▶ **Exercise instructions**
Using the data below, repeat all of it precisely.
****************************************
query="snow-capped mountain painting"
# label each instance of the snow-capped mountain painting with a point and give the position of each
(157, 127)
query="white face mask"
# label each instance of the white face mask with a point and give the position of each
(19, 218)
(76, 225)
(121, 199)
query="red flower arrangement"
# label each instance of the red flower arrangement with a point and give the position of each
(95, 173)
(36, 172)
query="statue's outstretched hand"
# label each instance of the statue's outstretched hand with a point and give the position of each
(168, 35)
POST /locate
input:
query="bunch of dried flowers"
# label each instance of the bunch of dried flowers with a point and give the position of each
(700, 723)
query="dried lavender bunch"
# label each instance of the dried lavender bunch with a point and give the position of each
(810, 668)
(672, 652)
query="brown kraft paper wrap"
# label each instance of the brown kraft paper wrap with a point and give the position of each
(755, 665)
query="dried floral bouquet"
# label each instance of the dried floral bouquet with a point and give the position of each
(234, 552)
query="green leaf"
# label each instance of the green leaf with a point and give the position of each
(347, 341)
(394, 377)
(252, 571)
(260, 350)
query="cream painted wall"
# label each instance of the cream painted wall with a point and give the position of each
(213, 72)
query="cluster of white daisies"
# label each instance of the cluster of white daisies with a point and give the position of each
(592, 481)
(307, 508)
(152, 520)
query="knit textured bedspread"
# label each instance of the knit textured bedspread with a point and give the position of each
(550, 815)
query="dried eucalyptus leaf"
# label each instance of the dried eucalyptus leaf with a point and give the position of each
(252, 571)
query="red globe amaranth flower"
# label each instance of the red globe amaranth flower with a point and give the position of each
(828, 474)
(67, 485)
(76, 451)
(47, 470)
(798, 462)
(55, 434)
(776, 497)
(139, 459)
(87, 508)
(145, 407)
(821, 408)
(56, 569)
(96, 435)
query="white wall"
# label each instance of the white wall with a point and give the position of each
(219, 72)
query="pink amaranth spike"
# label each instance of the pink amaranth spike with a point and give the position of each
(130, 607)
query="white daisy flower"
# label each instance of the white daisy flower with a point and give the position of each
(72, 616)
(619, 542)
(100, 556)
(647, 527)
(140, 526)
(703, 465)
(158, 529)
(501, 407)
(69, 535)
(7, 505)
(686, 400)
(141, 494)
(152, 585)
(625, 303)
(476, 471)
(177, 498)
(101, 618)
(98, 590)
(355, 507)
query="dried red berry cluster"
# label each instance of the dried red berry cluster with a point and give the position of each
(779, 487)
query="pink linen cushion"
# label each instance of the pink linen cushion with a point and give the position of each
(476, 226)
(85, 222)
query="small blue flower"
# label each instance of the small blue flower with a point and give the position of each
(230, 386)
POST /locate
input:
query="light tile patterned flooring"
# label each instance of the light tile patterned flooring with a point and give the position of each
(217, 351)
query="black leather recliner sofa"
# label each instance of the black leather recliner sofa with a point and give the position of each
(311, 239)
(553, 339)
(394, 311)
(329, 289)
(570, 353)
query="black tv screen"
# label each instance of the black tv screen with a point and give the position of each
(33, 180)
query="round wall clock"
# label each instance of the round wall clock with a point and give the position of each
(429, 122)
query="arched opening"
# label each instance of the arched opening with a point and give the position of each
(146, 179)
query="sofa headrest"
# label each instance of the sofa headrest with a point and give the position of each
****************************************
▶ **Response**
query="snow-capped mountain painting"
# label each instance of the snow-capped mountain painting with a point and give the position of each
(157, 127)
query="white face mask"
# label each instance of the white face mask with a point and give the position of each
(19, 218)
(76, 225)
(121, 199)
query="red flower arrangement"
# label each instance of the red flower arrangement with a point and give the position of each
(95, 173)
(36, 172)
query="statue's outstretched hand"
# label each instance of the statue's outstretched hand with a point and give the position of each
(168, 35)
POST /locate
input:
query="bunch of dried flowers"
# label each instance of the bunch of dried flowers with a point and give the position of each
(700, 723)
query="dried lavender bunch"
# label each instance of the dried lavender bunch with a point and give the position of each
(810, 668)
(672, 652)
query="brown kraft paper wrap"
# label each instance of the brown kraft paper wrap with a point and give the position of each
(755, 665)
query="dried floral bouquet"
# label each instance of the dried floral bouquet with a point and give the position of each
(234, 552)
query="green leaf"
# label each instance of the green leaf with a point and give the position of each
(347, 341)
(394, 377)
(252, 571)
(260, 350)
query="cream painted wall"
# label each instance of the cream painted wall with a point and give the position of each
(213, 72)
query="cluster of white daisies"
# label each instance of the cluster of white daisies with a point and give the position of each
(592, 481)
(307, 508)
(152, 520)
query="knit textured bedspread"
# label each instance of the knit textured bedspread with a point and give the position of each
(550, 815)
query="dried eucalyptus leaf"
# label each instance of the dried eucalyptus leaf with a point and give the position of each
(252, 571)
query="red globe amaranth flower"
# label each instance of the red globe amaranth flower with a point and give the position of each
(828, 474)
(67, 485)
(76, 451)
(47, 470)
(798, 462)
(55, 434)
(776, 497)
(139, 459)
(87, 508)
(145, 407)
(821, 408)
(56, 569)
(96, 435)
query="white wall"
# label each instance of the white wall with a point and give the position of each
(219, 72)
query="pink amaranth spike"
# label each instance of the pink amaranth spike with a point and give the position of each
(130, 607)
query="white daisy flower"
# label each instance of the white daisy flower with a point and give the position of each
(72, 616)
(619, 542)
(100, 556)
(647, 527)
(140, 526)
(703, 465)
(158, 529)
(501, 407)
(69, 535)
(7, 505)
(686, 400)
(141, 494)
(152, 585)
(625, 303)
(476, 471)
(177, 498)
(101, 618)
(98, 590)
(355, 507)
query="dried red berry cluster"
# label each instance of the dried red berry cluster with a point and give the position of each
(779, 487)
query="pink linen cushion"
# label each instance of the pink linen cushion with a point and give the position of each
(476, 226)
(85, 222)
query="small blue flower"
# label each instance of the small blue flower with a point and give the position of each
(230, 386)
POST /locate
input:
query="light tile patterned flooring"
# label each instance of the light tile patterned flooring with a point and give the position of each
(217, 351)
query="black leather recliner sofa"
# label each instance of the black leather recliner sofa with a point and give the position of each
(311, 239)
(553, 339)
(394, 311)
(329, 289)
(570, 353)
query="black tv screen"
# label each instance of the black tv screen with a point and give the position of each
(33, 180)
query="round wall clock"
# label each instance of the round wall clock with a point and give the position of each
(429, 122)
query="arched opening"
# label each instance of the arched opening with a point and give the position of each
(146, 179)
query="sofa headrest"
# label each instance of the sofa headrest with a point and give the position of each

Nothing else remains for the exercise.